Consigne 1: Veuillez indiquer si chacune des affirmations suivantes concorde avec le texte sur l’éclairage au gaz ci-dessous, en répondant par oui ou par non et en citant mot pour mot les termes du texte qui tranchent. (a) Pendant la représentation, plusieurs dames s’abritèrent derrière leur éventail. (b) L’explosion de gaz au Palais-Royal eut lieu chez le restaurateur Prévost. (c) Les eaux de la cuve rompue s’écoulèrent dans la rivière par l’égout de la rue de Seine.
Consigne 2: Poursuivez le texte sur l’éclairage au gaz en reprenant juste après sa dernière phrase.

L’Opéra fit relâche pendant huit jours pour réparations extraordinaires, et une répétition générale eut lieu, dans laquelle on fit l’essai du nouvel éclairage. On jouait les Filets de Vulcain, ballet à grand spectacle. La répétition fut splendide.

Le soir de la représentation venu, tout marcha à la satisfaction générale. Le gaz hydrogène fit merveille. La lumière ne parut pas trop vive ; ni la beauté ni la parure ne perdaient rien à cette illumination nouvelle. Pas une dame, en effet, ne se servit du store établi dans chaque loge, ou ne s’abrita derrière son éventail. Quant, aux danseuses, comme la scène était mieux éclairée que jamais, elles trouvèrent que tout était pour le mieux.

Cependant, à mesure que l’éclairage au gaz gagnait du terrain, ses adversaires redoublaient d’efforts et d’audace pour le combattre. L’introduction de cet éclairage dans la salle de l’Opéra et dans quelques autres théâtres, devint le signal de plusieurs tentatives coupables, destinées à jeter des inquiétudes dans la population sur les dangers attachés à son emploi. Les boutiques, les passages et les établissements publics, se trouvèrent plus d’une fois soudainement plongés dans l’obscurité, par suite de l’extinction subite du gaz, occasionnée par la malveillance. Quelques accidents, qui étaient inévitables à cette époque, furent démesurément grossis, et les craintes qu’ils éveillaient étaient exploitées avec une habileté perfide.

Une explosion de gaz eut lieu le 26 août 1821, au Palais-Royal, chez le restaurateur Prévost. Aucun individu ne se trouvait dans la salle au moment de l’explosion, ce qui n’empêcha pas d’affirmer que trente personnes avaient été blessées par suite de cet accident.

À la même époque, une grande cuve de bois qui servait de réservoir d’eau au gazomètre de l’usine du Luxembourg, étant venue à se rompre, par suite du poids trop considérable du liquide, les eaux se répandirent dans tout le quartier, inondèrent la rue de Tournon, et s’écoulèrent dans la rivière, par l’égout de la rue de Seine, exhalant sur leur trajet une odeur méphitique. Tout Paris retentit des plaintes qui s’élevèrent à propos de cet accident. On publia que ces eaux infectes, déversées dans la Seine, y avaient fait périr une grande partie du poisson, et que, dans la rue de Tournon, un homme était mort asphyxié par les émanations du liquide répandu sur la voie publique. L’autorité se vit même contrainte de faire démentir ce dernier bruit.

Données de pointage de régions
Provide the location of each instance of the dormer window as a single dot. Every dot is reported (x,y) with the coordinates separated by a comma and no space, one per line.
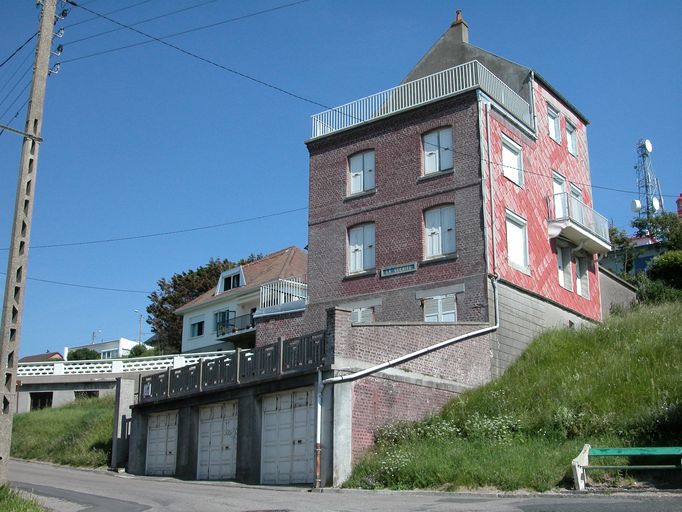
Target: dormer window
(231,279)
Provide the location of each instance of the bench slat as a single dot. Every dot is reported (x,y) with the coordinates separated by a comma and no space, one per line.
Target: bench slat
(635,467)
(615,452)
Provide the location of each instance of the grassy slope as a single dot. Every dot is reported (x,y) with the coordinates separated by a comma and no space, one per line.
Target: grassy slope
(78,434)
(617,384)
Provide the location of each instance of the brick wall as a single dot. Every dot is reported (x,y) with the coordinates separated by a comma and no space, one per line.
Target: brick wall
(270,328)
(396,207)
(378,402)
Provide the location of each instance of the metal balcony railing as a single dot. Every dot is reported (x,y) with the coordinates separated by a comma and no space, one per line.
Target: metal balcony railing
(297,355)
(234,325)
(565,207)
(282,291)
(449,82)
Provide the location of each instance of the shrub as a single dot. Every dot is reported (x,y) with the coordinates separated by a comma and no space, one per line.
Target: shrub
(667,268)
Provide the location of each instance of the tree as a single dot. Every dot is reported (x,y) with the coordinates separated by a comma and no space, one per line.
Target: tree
(667,268)
(666,227)
(177,291)
(82,354)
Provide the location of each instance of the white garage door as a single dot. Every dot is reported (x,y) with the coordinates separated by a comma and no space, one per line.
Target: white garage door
(217,441)
(162,440)
(288,440)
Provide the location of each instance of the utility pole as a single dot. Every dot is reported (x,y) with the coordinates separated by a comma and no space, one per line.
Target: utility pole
(13,303)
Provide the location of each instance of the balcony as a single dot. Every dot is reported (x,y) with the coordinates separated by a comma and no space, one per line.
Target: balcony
(449,82)
(231,325)
(577,222)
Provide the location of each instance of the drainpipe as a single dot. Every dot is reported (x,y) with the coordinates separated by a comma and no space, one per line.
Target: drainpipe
(388,364)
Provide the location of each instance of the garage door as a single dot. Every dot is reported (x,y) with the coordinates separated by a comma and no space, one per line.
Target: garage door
(217,441)
(288,439)
(162,440)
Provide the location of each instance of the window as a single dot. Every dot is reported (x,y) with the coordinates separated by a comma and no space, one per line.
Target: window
(564,267)
(554,124)
(512,161)
(361,168)
(559,194)
(441,308)
(437,146)
(517,241)
(582,282)
(361,248)
(196,328)
(439,231)
(363,315)
(571,139)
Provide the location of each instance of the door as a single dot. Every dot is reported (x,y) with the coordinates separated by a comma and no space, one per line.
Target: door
(217,442)
(162,440)
(288,437)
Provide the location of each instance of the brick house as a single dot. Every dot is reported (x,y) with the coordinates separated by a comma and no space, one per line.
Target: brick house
(450,221)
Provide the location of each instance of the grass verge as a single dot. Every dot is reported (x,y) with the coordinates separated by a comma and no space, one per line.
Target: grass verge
(616,384)
(11,501)
(77,434)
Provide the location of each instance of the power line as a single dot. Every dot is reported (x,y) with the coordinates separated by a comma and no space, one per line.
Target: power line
(17,50)
(204,59)
(74,285)
(165,233)
(200,4)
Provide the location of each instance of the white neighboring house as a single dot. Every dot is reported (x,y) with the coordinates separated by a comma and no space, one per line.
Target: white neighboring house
(224,318)
(106,349)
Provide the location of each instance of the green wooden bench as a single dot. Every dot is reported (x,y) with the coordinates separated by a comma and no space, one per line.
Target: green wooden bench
(582,462)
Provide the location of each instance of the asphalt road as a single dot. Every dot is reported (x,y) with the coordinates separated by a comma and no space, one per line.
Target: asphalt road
(72,490)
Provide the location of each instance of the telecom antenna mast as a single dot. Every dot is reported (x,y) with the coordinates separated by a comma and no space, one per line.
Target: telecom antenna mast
(650,200)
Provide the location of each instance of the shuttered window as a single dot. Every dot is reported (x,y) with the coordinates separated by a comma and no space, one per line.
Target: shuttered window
(517,241)
(439,231)
(512,161)
(361,248)
(437,146)
(564,267)
(441,308)
(582,283)
(361,168)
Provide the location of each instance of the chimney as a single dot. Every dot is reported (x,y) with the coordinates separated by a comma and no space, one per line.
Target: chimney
(460,29)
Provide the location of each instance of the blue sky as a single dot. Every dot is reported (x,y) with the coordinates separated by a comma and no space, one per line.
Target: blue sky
(149,140)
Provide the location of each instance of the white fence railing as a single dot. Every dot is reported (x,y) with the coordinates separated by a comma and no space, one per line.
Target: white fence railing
(282,291)
(138,364)
(448,82)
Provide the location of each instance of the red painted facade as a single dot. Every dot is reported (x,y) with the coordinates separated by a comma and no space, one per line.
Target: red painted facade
(541,157)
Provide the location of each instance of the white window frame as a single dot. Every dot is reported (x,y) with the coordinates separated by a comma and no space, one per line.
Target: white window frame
(361,172)
(554,120)
(438,154)
(439,231)
(196,321)
(361,248)
(564,267)
(522,224)
(582,276)
(440,308)
(363,315)
(514,171)
(571,138)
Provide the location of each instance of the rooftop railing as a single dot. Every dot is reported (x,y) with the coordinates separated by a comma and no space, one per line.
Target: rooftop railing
(235,368)
(99,366)
(449,82)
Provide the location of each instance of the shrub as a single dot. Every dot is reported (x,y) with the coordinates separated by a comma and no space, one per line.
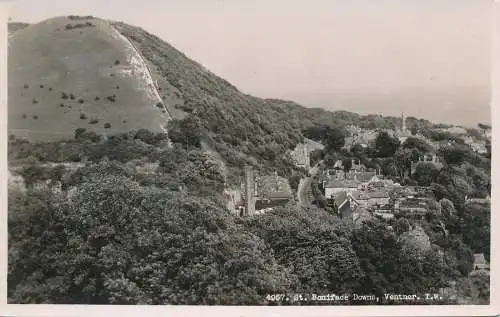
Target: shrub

Réponse rédigée 1:
(a) Non : « Pas une dame, en effet, ne se servit du store établi dans chaque loge, ou ne s’abrita derrière son éventail. »
(b) Oui : « Une explosion de gaz eut lieu le 26 août 1821, au Palais-Royal, chez le restaurateur Prévost. »
(c) Oui : « s’écoulèrent dans la rivière, par l’égout de la rue de Seine »

Réponse rédigée 2:
En même temps les journaux politiques, entre autres le Drapeau blanc, la Gazette de France et la Quotidienne, qui manifestaient, dans cette question, une hostilité toute particulière, ne perdaient pas une occasion de rapporter, en les amplifiant, les événements fâcheux qui s’étaient produits à Londres par suite de l’emploi du gaz dans l’éclairage public. Enfin, les habitants du faubourg Poissonnière adressaient une pétition au ministre de l’intérieur, pour protester contre l’autorisation accordée le 13 octobre 1821, à la Compagnie Pauwels, d’élever une usine à gaz dans l’ancien hôtel du comte François de Neufchâteau. Les dimensions, considérables pour cette époque, du gazomètre de cette usine, remplissaient d’effroi des habitants de ce quartier, qui conjuraient le ministre d’écarter de leur voisinage « ce foyer incendiaire, situé au centre de sept pensions de jeunes demoiselles, de deux maisons de santé, d’un établissement de charité contenant trois cents jeunes filles, et d’une vaste caserne. »

Les alarmes du faubourg Poissonnière obtinrent d’ailleurs une juste satisfaction : le ministre Corbière annula l’acte de société accordé par le préfet de police Anglès, à la Compagnie Pauwels.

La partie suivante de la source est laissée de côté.